Pick out and copy every line of the items below that contains the word "brick". Case matters.

## MATERIAL FOR THE TASK
● ● ●

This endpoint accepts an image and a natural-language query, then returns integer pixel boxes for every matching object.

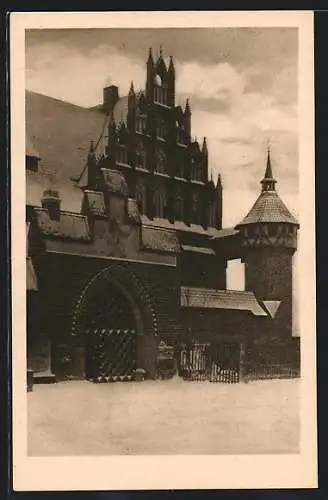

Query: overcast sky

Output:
[26,28,298,226]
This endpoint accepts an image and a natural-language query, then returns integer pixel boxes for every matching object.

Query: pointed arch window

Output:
[156,120,166,139]
[136,142,146,169]
[208,203,217,227]
[155,148,167,174]
[174,192,184,221]
[153,188,167,218]
[192,193,201,224]
[154,74,167,104]
[191,158,203,182]
[116,144,128,165]
[136,115,146,134]
[175,121,186,144]
[136,184,146,215]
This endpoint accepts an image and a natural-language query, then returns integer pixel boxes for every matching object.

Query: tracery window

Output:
[136,116,146,134]
[191,158,203,181]
[153,188,167,218]
[136,142,146,169]
[192,193,201,224]
[155,147,167,174]
[175,121,186,144]
[136,184,146,215]
[156,121,166,139]
[154,75,167,104]
[116,145,128,164]
[174,193,184,220]
[209,204,217,227]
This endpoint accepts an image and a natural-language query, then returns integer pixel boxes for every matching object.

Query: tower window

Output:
[156,121,166,139]
[26,156,38,172]
[116,146,128,164]
[191,158,203,181]
[268,224,277,236]
[175,121,186,144]
[174,193,184,220]
[136,116,146,134]
[154,75,167,104]
[136,142,146,169]
[136,184,146,215]
[153,189,166,218]
[192,193,201,224]
[209,204,217,227]
[155,148,166,174]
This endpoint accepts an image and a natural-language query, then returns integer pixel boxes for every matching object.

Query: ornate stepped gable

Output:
[235,150,299,249]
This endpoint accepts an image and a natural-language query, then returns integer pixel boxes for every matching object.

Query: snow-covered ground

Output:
[27,378,299,456]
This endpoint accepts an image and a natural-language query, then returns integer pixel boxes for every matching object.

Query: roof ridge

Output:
[25,89,100,113]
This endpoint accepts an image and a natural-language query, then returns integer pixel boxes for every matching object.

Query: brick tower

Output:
[236,146,299,340]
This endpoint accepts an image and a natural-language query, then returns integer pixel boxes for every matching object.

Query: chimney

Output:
[41,189,61,220]
[103,85,119,115]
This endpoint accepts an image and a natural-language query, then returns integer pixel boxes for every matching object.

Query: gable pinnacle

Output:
[129,80,134,95]
[147,47,154,64]
[261,145,277,191]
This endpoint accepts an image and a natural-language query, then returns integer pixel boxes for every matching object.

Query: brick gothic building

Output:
[26,51,298,381]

● ● ●

## EXERCISE RESULT
Query: brick tower
Query: brick gothic building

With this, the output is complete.